What you will do: Copy the lines of the data below word for word, from start to finish.

◇ ◇ ◇ ◇ ◇ ◇ ◇

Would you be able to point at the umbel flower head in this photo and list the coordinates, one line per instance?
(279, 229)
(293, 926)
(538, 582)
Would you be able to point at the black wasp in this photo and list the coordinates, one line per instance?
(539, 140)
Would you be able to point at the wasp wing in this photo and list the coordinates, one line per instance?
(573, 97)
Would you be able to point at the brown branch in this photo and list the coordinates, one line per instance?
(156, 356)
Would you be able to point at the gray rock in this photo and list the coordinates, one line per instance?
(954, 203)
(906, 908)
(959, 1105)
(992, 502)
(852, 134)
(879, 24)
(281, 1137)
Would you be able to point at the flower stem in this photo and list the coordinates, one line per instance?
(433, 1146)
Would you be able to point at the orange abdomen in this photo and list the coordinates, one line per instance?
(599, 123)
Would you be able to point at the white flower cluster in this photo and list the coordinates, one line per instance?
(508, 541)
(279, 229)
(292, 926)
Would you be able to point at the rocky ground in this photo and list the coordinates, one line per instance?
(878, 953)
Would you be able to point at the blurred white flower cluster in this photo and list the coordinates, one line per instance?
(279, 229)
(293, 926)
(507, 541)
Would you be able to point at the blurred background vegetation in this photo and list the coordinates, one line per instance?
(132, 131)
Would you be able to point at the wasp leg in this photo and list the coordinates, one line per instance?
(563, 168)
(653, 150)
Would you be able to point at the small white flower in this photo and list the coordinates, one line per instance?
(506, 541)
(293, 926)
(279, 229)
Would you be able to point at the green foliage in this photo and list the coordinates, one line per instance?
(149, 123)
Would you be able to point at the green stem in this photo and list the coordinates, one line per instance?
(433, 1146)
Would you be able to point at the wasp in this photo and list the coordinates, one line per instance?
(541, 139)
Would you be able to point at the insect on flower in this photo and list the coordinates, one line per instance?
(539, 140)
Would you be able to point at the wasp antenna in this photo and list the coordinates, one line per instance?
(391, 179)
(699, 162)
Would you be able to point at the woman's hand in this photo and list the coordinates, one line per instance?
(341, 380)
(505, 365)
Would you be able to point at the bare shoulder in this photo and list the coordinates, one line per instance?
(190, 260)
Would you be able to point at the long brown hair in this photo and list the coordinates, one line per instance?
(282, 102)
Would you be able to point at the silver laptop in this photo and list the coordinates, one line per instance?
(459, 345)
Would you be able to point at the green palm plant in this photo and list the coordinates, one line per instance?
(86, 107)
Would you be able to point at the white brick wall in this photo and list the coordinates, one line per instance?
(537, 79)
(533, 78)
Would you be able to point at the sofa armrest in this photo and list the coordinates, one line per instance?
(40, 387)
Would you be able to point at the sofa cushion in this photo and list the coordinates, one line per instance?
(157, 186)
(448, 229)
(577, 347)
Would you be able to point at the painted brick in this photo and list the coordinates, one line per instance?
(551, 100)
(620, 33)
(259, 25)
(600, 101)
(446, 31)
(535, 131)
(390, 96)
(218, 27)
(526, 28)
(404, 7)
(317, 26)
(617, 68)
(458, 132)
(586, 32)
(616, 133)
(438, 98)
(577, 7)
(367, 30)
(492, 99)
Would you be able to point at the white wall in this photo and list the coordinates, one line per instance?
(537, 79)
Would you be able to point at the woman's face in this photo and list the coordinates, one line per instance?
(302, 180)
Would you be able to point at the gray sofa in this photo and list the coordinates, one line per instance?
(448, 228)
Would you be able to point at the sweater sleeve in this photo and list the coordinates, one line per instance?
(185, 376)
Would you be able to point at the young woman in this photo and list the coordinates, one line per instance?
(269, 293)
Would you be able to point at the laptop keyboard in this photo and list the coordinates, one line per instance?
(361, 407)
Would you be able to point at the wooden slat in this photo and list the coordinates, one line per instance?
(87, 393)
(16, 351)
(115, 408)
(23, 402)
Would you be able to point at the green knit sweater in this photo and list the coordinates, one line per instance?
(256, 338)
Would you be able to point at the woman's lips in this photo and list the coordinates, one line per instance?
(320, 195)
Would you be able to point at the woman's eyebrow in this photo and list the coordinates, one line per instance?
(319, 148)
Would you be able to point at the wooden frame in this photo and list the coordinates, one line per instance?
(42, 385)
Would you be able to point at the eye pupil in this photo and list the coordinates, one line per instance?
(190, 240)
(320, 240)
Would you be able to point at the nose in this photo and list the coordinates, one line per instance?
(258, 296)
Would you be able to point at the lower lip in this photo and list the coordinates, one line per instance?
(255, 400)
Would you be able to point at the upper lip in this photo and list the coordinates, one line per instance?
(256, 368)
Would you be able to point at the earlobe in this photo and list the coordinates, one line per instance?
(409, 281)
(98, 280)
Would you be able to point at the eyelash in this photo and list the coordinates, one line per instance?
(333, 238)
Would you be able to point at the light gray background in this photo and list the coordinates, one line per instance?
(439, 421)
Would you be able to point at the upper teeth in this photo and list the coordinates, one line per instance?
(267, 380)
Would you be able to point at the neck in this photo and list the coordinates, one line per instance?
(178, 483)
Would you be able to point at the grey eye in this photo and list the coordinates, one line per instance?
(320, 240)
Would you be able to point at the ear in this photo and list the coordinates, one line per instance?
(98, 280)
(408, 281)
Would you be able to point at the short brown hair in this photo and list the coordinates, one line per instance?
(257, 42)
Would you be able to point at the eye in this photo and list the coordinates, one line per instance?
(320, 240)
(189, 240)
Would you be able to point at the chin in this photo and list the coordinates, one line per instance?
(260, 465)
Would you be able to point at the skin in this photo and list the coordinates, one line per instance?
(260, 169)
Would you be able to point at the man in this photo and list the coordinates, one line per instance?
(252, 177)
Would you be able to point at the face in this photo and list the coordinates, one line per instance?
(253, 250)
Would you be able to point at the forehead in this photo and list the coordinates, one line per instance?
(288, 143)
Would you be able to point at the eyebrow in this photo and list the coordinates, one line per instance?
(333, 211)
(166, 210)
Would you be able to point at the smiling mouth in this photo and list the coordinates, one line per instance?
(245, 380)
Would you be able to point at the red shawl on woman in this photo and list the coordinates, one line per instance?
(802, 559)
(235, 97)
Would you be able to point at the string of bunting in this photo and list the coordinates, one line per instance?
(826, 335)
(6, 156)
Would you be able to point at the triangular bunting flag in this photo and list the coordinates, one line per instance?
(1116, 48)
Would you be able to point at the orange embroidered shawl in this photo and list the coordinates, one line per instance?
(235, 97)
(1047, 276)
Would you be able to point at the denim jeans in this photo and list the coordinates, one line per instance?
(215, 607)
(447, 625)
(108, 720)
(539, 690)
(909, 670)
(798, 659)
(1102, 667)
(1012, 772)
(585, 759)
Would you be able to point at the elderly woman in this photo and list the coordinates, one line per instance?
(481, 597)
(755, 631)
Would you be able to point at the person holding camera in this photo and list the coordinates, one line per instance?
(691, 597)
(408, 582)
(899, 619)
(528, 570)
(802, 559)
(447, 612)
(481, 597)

◇ ◇ ◇ ◇ ◇ ◇ ◇

The solution:
Would you be able to point at the umbel flower head in this photo and list the coordinates, one line per instance?
(279, 229)
(293, 926)
(538, 582)
Would you be able to point at the black wasp in this photo and list the coordinates, one line per instance?
(539, 140)
Would you be able to point at the wasp wing in this photo and list the coordinates, one line per instance?
(573, 97)
Would you be able to point at the brown branch in this photo and list the coordinates, one line per instance?
(156, 356)
Would you be able to point at the gray rock in this photo and list the coordinates, one line per instance?
(954, 203)
(906, 908)
(959, 1105)
(992, 502)
(852, 134)
(879, 24)
(281, 1137)
Would you be able to point at the flower stem in this photo and list the coordinates, one line per instance?
(433, 1146)
Would you be able to point at the orange abdomen in this photo and list the coordinates, one line per instance?
(599, 123)
Would you be able to point at the white flower cluster in this photo and list the coordinates, one line per instance?
(508, 541)
(279, 229)
(292, 926)
Would you be able to point at the rocky ground in this photo and list the coordinates, one line per instance?
(878, 953)
Would you be able to point at the blurred white flower cluster in this photo and list the coordinates, one line per instance?
(279, 229)
(293, 926)
(507, 541)
Would you be able to point at the blurred background vegetation in this photo and list the coordinates, one line per instance?
(132, 131)
Would you be able to point at the wasp leg in this photo and list the coordinates, one line per instance?
(563, 168)
(653, 150)
Would you be able to point at the small white flower in this photo and list the coordinates, one line per instance?
(506, 541)
(293, 926)
(279, 229)
Would you be able to point at the green foliage in this photo and list the coordinates, one line per instance?
(149, 123)
Would you be able to point at the green stem in this photo and list the coordinates, one line per instance?
(433, 1146)
Would you be able to point at the wasp in this photo and list the coordinates, one line per instance?
(541, 139)
Would you be able to point at the insect on flower in this photo and list the coordinates, one line per instance?
(539, 140)
Would you be able to point at the wasp antenna in this photo and list the coordinates, one line per instance?
(391, 179)
(699, 162)
Would you be able to point at the woman's hand in this photo and list the coordinates, one line per instance?
(341, 380)
(505, 365)
Would you be able to point at the bare shoulder in this photo and list the coordinates, one line per instance?
(190, 260)
Would you be able to point at the long brown hair in this photo and list the coordinates, one line per instance?
(282, 102)
Would you be able to point at the silver laptop in this photo and list the coordinates, one line per instance?
(459, 345)
Would you be able to point at the green palm plant in this photo and list the coordinates, one line per instance?
(86, 107)
Would you be able to point at the white brick wall in this photo and list the coordinates, one line per instance?
(537, 79)
(533, 78)
Would you be able to point at the sofa armrest in this photo and list the coordinates, one line per instance?
(40, 387)
Would you be able to point at the sofa cushion in this photo and list the coordinates, one line per instance?
(157, 186)
(448, 229)
(577, 347)
Would you be able to point at the painted brick in this photo and list the coordinates, one line per instance?
(551, 100)
(620, 33)
(259, 25)
(600, 101)
(446, 31)
(535, 131)
(390, 96)
(218, 27)
(526, 28)
(404, 7)
(317, 26)
(617, 68)
(458, 132)
(586, 32)
(616, 133)
(438, 98)
(577, 7)
(367, 30)
(492, 99)
Would you be able to point at the white wall in this photo and list the coordinates, one line per instance?
(537, 79)
Would you be able to point at the woman's face in this photo and list the coordinates, one line per instance?
(302, 180)
Would you be able to point at the gray sofa in this photo and list the coordinates, one line per instance?
(448, 228)
Would you be able to point at the sweater sleeve in this photo and list the coordinates, one line per instance?
(185, 376)
Would you be able to point at the young woman in this photo and list the coordinates, one line per instance?
(269, 293)
Would you be able to point at the laptop keyboard in this photo and list the coordinates, one line per instance?
(361, 407)
Would you be able to point at the wooden slat in this photo and list the coordinates, one line per instance?
(87, 393)
(16, 351)
(115, 408)
(23, 402)
Would you be able to point at the green knit sweater in this photo and list the coordinates, one line per instance?
(256, 338)
Would you be able to point at the woman's lips in this photo and list the coordinates, one line per instance?
(320, 195)
Would you be able to point at the woman's eyebrow in this photo and list the coordinates, one line per instance?
(319, 148)
Would you be able to point at the wooden frame in this photo and list the coordinates, one line per instance?
(42, 385)
Would you be able to point at the eye pupil in this photo and list the coordinates, one line per instance?
(190, 240)
(320, 240)
Would you be able to point at the nose in this photo and list the coordinates, one line per instance?
(258, 296)
Would you be able to point at the lower lip in this photo and list the coordinates, one line per instance?
(255, 400)
Would you be able to point at the upper lip in this photo and list the coordinates, one line per instance?
(256, 368)
Would you be able to point at the earlobe in this photo and list the coordinates, one line per instance?
(409, 281)
(98, 280)
Would you be able to point at the eyelash in this photo and list the coordinates, one line per instance?
(333, 238)
Would you be able to point at the light gray background in this photo and list the coordinates, one line per instance?
(439, 421)
Would you be able to point at the upper teeth in this photo and list the coordinates, one line per instance?
(267, 380)
Would you be able to point at the neck in this photo and list the coordinates, one line per instance?
(178, 483)
Would you be able to point at the grey eye in this photo and list the coordinates, one line per instance?
(320, 240)
Would you be able to point at the ear in this photo and list the coordinates, one line per instance?
(98, 280)
(408, 281)
Would you be able to point at the short brown hair in this photo and list the coordinates, one line per instance?
(257, 42)
Would you be able to point at the eye in this photo and list the coordinates, one line per instance?
(320, 240)
(189, 240)
Would you be able to point at the chin in this photo and list the coordinates, one line per instance?
(260, 465)
Would you be able to point at the skin in this photo and list the coordinates, one line per instance?
(260, 169)
Would you be able to point at the man in this photo and list the coordinates, one line per instance?
(252, 177)
Would you be able to point at the face in this photo and list the coordinates, one line per instance?
(253, 250)
Would you be able to point at the forehead in this photo and list the coordinates, one line per instance?
(288, 143)
Would you be able to point at the eyebrow in this photo and list the coordinates, one line per instance?
(333, 211)
(166, 210)
Would you be able to point at the smiling mouth in this photo and list the coordinates, one line per instance?
(245, 380)
Would you be able to point at the red shawl on woman in this photo and list the coordinates, one line per instance?
(802, 559)
(235, 97)
Would you be able to point at the string of bunting in this photo and list the coordinates, one line per instance?
(826, 335)
(6, 156)
Would you be able to point at the triangular bunting flag in this photo and list the coordinates, one line per instance?
(1116, 48)
Would you be able to point at the orange embroidered shawl in this photo and list the coordinates, one line per instance?
(235, 97)
(1047, 276)
Would you be able to point at the denim jeans in this photo and list the coordinates, one line per instance?
(215, 607)
(447, 625)
(108, 720)
(539, 690)
(909, 670)
(798, 659)
(1102, 667)
(1012, 772)
(585, 759)
Would you be able to point at the elderly woman in this photo and list the coordinates, one line per instance?
(481, 597)
(755, 631)
Would you be able to point at the person holding camera in this photo and list the coordinates, one line per instance?
(691, 597)
(408, 582)
(899, 619)
(528, 570)
(802, 559)
(447, 612)
(481, 597)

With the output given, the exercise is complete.